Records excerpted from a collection
════════
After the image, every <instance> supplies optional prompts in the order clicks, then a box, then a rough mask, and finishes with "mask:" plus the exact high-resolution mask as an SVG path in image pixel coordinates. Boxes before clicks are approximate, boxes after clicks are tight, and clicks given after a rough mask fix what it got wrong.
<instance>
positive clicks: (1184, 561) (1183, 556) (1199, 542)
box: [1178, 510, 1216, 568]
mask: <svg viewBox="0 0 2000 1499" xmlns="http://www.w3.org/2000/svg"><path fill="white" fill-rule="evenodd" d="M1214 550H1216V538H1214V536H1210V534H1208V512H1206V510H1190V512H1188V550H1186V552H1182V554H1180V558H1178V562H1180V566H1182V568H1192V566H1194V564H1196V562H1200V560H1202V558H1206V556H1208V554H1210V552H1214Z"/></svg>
════════
__What to produce__:
Once more, write out the records in full, exactly as they appear.

__Solution__:
After the image, every <instance> supplies optional prompts in the order clicks, then a box, then a rough mask, and finishes with "mask:" plus the exact high-resolution mask as an SVG path in image pixel coordinates. Boxes before clicks are approximate, boxes after clicks are tight, and clicks given after a rough mask fix what it got wrong.
<instance>
positive clicks: (1184, 561) (1183, 556) (1199, 542)
box: [1178, 510, 1216, 568]
mask: <svg viewBox="0 0 2000 1499" xmlns="http://www.w3.org/2000/svg"><path fill="white" fill-rule="evenodd" d="M1214 550H1216V538H1214V536H1210V534H1208V512H1206V510H1190V512H1188V550H1186V552H1182V554H1180V558H1178V562H1180V566H1182V568H1192V566H1194V564H1196V562H1200V560H1202V558H1206V556H1208V554H1210V552H1214Z"/></svg>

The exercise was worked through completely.